Task instructions: Could you quote, exactly as they stand, the lines running from the one with "Query: necktie" to the final line of the material?

## Begin

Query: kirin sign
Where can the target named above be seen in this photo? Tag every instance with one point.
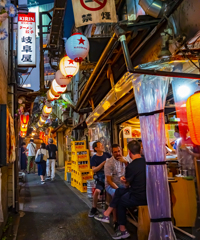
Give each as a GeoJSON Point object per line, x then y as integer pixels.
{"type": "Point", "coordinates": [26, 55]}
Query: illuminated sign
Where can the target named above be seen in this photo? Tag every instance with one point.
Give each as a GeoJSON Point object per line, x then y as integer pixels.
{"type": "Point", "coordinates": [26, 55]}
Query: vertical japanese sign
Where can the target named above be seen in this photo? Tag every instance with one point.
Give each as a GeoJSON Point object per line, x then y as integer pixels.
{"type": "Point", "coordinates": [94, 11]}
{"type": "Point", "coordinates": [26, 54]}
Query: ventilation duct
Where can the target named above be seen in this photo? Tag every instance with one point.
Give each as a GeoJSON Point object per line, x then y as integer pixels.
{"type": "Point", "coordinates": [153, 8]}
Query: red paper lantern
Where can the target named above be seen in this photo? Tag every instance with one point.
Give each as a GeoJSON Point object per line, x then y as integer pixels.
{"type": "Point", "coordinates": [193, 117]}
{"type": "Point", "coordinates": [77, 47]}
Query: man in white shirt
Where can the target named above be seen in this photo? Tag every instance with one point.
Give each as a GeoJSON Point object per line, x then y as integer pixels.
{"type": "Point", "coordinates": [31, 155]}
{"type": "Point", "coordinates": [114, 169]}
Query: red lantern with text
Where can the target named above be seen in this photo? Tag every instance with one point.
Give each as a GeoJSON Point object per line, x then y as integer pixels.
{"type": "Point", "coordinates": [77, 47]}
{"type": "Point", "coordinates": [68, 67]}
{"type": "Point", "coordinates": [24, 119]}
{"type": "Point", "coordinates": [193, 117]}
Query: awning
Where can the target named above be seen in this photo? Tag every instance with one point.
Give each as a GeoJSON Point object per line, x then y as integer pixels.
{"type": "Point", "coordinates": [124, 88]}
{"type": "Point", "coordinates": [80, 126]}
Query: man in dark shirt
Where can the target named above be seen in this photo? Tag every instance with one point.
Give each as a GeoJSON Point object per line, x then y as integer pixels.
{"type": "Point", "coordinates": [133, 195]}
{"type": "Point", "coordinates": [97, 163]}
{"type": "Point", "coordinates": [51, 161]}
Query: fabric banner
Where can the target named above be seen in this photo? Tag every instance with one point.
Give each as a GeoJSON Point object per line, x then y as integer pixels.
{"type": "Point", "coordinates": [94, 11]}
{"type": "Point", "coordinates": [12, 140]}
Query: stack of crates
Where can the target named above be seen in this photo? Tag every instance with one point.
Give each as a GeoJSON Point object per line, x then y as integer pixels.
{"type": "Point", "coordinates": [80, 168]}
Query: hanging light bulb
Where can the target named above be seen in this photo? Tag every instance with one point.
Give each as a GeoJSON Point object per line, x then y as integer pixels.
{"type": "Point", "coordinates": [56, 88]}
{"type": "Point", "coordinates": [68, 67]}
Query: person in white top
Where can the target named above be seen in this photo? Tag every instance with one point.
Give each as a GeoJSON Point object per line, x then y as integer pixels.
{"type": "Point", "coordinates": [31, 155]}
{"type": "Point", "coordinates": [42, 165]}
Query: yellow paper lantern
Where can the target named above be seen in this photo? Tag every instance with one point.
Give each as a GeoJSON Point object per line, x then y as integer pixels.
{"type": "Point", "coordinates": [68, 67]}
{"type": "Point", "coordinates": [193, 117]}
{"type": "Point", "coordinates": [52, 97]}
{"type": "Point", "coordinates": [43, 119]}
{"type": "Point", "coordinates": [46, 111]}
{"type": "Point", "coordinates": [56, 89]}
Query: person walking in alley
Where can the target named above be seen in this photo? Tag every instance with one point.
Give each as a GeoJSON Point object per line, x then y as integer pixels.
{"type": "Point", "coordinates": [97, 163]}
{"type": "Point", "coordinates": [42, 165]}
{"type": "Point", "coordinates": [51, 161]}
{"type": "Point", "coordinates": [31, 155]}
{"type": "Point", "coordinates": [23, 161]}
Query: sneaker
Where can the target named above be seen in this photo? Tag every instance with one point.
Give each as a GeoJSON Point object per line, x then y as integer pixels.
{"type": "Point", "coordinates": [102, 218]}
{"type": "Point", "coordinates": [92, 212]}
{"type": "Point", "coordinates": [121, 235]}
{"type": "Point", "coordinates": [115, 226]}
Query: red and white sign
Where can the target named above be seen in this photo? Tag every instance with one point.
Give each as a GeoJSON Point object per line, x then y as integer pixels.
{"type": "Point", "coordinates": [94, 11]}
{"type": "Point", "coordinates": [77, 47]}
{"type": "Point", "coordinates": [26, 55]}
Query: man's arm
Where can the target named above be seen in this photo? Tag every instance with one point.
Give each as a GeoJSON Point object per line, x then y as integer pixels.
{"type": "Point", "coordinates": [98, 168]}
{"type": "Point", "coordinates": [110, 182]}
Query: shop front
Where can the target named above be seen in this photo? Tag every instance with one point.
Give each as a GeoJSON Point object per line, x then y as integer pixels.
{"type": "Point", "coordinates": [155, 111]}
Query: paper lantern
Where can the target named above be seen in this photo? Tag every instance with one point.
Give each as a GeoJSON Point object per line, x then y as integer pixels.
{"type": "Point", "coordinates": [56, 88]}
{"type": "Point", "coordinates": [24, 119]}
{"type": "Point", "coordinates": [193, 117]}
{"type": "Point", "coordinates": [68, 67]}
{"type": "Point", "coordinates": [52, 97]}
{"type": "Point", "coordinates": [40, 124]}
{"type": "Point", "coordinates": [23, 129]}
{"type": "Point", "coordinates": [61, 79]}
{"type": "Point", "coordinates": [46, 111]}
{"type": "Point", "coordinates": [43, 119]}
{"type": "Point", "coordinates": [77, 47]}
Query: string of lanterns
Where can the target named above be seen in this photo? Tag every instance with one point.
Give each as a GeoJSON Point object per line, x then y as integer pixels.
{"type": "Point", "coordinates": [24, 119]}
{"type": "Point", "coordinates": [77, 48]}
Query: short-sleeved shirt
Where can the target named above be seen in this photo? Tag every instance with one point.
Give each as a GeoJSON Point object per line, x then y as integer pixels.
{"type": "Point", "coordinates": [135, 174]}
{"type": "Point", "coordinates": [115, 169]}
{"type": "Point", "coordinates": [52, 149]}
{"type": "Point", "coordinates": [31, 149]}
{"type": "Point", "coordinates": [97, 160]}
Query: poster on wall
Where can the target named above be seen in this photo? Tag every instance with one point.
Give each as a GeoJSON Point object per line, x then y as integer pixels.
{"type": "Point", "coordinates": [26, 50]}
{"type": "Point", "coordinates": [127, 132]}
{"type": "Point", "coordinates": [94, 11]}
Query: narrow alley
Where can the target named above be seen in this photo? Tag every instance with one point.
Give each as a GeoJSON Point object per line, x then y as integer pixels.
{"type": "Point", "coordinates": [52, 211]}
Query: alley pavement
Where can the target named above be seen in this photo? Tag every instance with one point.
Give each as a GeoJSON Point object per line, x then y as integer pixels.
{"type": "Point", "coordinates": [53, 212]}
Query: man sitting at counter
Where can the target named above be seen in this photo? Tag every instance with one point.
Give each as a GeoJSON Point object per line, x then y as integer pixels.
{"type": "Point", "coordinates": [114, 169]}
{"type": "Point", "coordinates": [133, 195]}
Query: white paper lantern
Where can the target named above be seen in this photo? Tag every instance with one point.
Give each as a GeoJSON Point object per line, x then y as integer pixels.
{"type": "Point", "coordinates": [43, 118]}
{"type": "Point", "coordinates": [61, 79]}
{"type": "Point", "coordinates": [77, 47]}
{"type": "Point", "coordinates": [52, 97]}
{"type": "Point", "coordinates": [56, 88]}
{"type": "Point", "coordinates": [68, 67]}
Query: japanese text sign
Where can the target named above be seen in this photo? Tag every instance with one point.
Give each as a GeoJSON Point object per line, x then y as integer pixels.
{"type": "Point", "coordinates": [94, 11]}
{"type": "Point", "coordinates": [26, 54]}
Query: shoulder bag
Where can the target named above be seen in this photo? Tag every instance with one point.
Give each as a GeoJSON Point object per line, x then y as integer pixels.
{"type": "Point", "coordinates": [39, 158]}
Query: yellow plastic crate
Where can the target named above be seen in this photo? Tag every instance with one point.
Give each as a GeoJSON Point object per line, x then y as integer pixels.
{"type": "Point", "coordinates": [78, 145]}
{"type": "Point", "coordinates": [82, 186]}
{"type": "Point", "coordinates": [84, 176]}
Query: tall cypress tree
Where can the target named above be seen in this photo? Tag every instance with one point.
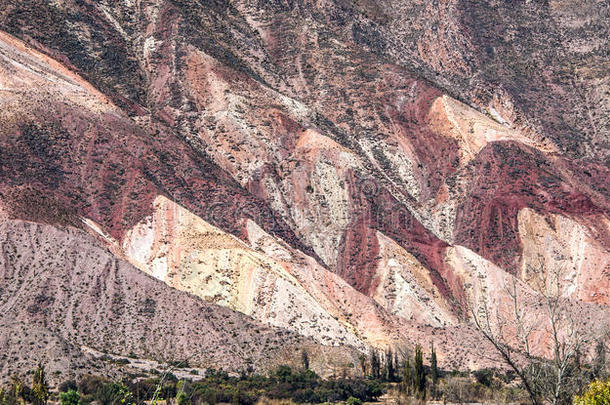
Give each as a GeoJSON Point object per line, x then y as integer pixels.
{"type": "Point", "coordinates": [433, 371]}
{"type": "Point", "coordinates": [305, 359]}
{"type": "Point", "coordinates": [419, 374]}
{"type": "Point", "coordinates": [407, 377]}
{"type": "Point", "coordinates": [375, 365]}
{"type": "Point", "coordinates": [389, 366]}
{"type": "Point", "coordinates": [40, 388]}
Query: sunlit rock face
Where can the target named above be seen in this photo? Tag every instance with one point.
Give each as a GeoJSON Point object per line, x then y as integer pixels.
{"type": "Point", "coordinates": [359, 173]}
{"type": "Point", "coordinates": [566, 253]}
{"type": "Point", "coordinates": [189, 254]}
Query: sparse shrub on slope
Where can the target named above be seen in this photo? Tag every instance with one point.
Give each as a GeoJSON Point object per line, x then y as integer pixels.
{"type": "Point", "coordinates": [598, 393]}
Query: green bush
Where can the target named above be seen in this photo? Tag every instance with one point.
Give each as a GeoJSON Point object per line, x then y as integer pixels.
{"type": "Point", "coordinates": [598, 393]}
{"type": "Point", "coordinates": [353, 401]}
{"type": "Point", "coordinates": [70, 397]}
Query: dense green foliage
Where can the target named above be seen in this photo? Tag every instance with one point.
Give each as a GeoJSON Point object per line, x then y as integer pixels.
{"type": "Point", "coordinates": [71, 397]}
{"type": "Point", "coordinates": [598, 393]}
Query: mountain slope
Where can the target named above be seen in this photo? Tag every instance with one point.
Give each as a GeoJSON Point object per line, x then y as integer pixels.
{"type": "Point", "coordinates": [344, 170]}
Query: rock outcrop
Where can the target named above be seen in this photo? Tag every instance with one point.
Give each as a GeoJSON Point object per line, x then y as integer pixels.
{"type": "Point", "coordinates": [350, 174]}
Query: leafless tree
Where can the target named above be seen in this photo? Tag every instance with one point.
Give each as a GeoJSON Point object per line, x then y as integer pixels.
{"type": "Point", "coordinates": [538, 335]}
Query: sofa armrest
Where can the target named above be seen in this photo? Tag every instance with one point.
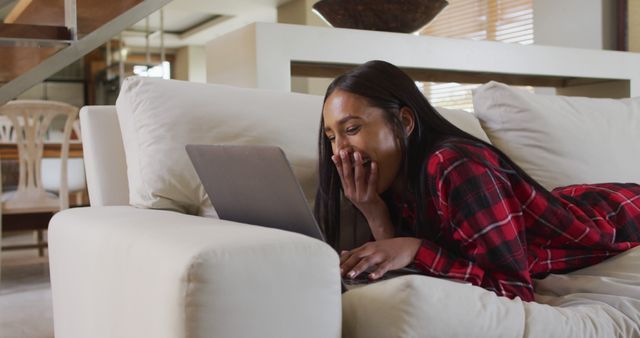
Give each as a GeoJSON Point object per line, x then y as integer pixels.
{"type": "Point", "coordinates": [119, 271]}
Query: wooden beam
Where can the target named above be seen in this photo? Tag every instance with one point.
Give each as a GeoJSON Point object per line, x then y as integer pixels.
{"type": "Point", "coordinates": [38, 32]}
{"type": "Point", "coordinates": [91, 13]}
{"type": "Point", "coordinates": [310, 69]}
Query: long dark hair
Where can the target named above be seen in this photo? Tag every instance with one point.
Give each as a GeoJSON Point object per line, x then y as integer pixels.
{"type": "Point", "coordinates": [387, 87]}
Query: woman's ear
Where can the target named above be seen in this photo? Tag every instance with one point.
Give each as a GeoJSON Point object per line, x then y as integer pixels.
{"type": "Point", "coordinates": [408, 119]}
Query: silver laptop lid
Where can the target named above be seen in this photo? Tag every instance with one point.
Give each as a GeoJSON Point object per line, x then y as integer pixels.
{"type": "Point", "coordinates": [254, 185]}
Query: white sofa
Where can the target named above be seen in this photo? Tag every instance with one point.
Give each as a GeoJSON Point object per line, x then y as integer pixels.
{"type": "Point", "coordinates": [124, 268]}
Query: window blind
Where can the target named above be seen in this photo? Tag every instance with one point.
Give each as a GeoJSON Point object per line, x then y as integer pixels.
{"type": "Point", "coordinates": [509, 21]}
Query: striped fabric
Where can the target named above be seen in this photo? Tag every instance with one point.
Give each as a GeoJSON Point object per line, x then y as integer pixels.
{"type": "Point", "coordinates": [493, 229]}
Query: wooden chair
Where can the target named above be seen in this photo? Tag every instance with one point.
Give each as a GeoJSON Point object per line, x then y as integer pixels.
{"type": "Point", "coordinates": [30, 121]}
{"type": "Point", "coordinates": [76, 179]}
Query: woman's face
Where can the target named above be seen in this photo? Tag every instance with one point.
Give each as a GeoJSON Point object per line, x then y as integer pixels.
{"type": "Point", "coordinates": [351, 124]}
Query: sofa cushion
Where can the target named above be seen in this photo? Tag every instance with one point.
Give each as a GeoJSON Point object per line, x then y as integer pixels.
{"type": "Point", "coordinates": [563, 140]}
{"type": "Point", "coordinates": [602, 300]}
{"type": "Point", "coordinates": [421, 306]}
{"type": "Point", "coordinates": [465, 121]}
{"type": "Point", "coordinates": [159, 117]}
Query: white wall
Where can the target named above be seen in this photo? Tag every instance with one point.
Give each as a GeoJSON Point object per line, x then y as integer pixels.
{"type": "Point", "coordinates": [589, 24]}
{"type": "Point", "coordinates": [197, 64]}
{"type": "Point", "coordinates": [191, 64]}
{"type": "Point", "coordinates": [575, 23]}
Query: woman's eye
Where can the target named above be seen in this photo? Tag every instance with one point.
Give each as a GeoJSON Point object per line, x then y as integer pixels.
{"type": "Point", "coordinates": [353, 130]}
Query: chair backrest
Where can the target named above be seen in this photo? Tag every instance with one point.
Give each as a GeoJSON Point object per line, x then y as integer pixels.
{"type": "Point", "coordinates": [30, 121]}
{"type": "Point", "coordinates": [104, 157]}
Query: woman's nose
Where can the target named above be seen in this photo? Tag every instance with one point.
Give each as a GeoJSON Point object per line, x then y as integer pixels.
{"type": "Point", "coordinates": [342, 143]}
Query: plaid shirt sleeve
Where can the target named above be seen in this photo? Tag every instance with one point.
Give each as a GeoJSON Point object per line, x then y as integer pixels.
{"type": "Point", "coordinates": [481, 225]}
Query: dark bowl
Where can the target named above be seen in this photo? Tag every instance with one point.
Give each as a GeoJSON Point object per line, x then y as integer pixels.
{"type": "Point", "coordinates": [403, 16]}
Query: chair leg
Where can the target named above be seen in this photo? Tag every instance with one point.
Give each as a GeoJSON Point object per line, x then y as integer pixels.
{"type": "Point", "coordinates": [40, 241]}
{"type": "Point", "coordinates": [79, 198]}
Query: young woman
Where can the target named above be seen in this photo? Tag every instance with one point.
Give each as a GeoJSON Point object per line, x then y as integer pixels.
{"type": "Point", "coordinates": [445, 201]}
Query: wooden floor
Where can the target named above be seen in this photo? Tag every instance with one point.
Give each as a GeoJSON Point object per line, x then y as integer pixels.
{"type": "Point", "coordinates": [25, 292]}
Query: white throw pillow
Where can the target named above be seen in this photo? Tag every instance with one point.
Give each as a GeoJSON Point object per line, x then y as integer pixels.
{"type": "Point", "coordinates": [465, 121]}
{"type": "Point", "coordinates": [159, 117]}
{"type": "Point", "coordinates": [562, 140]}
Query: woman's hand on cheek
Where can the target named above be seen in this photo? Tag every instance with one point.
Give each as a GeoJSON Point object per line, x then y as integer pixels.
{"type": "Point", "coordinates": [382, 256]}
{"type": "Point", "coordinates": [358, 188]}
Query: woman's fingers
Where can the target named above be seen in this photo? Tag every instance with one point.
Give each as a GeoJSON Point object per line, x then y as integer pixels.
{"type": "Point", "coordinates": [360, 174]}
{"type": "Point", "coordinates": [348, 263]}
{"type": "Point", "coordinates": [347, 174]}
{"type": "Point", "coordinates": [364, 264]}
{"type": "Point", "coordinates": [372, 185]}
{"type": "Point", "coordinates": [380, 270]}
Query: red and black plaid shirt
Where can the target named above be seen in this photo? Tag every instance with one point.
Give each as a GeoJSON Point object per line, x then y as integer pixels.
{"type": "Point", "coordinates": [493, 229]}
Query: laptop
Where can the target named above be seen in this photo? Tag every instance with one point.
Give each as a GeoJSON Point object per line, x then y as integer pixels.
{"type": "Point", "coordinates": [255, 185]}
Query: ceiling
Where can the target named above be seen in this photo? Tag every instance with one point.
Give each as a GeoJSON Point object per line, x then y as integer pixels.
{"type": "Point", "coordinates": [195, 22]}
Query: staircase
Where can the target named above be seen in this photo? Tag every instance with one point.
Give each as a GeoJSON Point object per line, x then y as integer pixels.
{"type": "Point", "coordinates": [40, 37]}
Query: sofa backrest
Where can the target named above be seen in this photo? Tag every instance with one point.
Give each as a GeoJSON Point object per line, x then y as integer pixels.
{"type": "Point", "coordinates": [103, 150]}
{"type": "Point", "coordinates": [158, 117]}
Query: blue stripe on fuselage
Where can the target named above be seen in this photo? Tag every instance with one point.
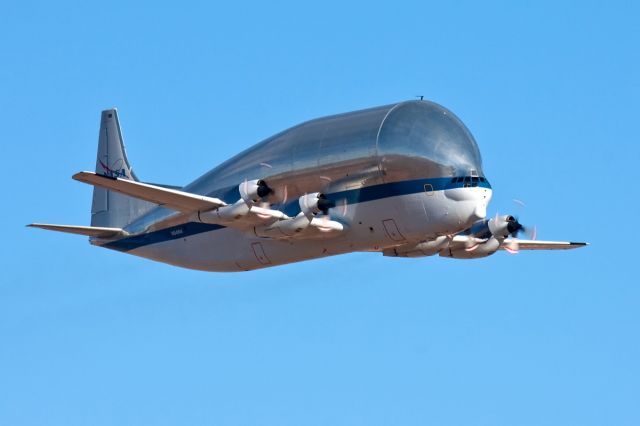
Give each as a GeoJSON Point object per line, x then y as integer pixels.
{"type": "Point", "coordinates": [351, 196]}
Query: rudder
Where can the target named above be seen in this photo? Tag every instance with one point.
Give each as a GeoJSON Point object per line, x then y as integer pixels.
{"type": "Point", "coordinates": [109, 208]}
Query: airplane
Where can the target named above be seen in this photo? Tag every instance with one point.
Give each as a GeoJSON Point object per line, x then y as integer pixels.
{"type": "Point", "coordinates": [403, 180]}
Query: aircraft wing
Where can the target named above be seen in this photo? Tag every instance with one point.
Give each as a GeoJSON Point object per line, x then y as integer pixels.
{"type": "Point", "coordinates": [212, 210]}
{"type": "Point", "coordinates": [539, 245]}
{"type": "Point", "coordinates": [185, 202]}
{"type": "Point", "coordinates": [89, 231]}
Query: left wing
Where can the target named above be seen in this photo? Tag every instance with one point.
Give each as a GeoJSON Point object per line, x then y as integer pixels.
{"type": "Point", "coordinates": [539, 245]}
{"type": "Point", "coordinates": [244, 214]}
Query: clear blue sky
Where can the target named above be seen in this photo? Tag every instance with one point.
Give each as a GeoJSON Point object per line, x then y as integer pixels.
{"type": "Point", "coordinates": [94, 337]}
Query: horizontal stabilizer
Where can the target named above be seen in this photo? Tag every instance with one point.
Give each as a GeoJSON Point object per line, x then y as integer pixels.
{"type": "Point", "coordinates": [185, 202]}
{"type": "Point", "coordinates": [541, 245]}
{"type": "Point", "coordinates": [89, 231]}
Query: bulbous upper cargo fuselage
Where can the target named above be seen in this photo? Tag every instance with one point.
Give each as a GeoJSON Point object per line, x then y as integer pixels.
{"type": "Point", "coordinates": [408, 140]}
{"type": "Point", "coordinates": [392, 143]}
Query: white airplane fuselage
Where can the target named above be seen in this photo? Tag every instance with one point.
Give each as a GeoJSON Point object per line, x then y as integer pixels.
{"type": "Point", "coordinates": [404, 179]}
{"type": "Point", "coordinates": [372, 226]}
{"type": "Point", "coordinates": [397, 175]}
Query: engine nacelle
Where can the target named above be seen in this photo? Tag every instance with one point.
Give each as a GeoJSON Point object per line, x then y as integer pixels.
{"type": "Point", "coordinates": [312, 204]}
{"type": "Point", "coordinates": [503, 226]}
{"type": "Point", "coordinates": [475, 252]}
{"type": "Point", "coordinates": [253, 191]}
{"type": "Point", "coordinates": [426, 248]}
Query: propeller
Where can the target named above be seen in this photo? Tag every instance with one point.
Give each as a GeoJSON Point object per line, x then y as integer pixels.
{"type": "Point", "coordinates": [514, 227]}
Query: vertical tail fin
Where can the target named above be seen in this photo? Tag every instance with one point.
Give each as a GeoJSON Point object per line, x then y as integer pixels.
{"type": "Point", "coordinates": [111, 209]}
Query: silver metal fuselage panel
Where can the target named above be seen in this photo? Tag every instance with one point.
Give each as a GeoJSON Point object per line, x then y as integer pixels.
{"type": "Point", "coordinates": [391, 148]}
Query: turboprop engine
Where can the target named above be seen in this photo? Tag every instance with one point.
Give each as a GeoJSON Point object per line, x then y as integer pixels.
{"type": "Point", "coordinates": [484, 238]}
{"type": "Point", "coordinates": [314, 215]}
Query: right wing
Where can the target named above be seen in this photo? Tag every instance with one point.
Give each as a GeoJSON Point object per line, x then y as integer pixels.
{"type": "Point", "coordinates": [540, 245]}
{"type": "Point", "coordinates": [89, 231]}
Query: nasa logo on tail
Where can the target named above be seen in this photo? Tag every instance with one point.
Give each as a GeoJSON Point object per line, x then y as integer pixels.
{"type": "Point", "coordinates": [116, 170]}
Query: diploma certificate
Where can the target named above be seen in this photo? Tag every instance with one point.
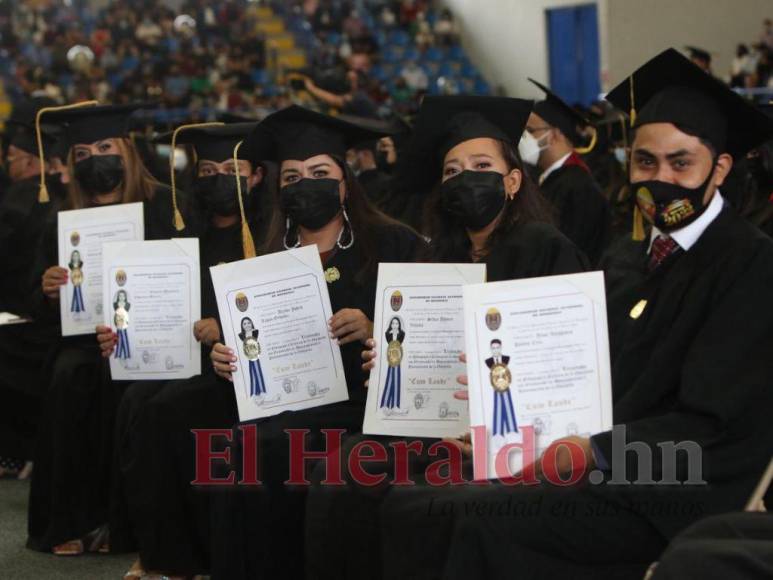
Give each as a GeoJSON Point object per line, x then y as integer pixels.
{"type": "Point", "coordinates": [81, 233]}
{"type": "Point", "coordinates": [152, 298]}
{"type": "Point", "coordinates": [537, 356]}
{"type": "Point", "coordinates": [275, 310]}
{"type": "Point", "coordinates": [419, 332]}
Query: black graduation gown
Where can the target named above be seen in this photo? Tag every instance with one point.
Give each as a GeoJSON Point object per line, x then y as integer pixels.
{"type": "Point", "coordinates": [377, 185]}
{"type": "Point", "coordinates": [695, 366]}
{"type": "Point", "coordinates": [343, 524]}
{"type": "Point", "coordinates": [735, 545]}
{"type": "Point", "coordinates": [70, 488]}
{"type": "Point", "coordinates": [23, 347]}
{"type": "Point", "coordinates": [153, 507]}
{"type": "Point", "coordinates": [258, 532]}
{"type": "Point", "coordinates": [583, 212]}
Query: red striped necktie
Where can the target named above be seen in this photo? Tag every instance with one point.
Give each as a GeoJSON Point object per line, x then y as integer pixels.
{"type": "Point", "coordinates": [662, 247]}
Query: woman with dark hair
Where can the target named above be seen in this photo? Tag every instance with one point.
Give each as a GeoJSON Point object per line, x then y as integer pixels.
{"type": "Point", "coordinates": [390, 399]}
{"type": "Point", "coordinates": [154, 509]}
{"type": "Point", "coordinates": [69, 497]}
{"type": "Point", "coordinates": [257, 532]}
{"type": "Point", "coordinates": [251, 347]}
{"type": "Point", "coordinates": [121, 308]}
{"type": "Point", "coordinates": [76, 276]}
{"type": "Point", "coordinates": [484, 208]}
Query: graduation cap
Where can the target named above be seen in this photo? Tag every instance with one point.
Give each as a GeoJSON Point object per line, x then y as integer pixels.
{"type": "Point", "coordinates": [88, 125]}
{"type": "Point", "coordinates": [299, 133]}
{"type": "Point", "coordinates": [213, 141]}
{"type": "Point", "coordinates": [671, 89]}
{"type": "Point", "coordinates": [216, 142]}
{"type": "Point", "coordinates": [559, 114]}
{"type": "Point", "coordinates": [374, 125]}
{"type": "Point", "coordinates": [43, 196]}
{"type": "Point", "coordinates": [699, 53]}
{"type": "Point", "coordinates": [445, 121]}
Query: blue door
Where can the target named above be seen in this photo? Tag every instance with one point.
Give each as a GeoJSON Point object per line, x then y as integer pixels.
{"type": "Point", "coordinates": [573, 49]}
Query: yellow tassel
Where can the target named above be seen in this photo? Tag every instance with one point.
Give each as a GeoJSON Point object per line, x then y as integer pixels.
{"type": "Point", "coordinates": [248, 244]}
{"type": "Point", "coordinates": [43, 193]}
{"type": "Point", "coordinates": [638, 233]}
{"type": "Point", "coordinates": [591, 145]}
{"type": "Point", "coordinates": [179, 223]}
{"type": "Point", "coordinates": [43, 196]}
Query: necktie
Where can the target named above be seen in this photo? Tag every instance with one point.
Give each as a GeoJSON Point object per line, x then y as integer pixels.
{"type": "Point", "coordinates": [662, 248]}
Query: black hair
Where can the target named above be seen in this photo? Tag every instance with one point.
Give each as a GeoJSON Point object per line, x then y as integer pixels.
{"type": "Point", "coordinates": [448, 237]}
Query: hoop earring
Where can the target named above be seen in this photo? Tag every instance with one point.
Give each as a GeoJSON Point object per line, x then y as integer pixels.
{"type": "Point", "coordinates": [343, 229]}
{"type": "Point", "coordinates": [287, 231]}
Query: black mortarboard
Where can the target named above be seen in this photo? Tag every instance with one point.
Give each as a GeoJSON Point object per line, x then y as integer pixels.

## End

Output for this task:
Query: necktie
Where can the target named above be seen in this photo? Tag every instance with one point.
Give each as a GeoJSON Point object per line, x then y as integer pixels.
{"type": "Point", "coordinates": [662, 248]}
Query: black hair
Where can the target named above be seen in this photo? Tag every instance with one point.
Give each as a GeoJSON Point object per line, x then y as integer pixels.
{"type": "Point", "coordinates": [448, 237]}
Query: hoop earring
Where can the target named above be seen in this photo? Tag every instance with one point.
Give each as a GeoJSON Point object per line, x then y as integer pixels.
{"type": "Point", "coordinates": [343, 229]}
{"type": "Point", "coordinates": [287, 231]}
Query: black mortarboard
Where can the target named above be seen in this photo? Tag every instance with one point.
Give each as a GeoJSON Point object per line, x then y as integer pixels.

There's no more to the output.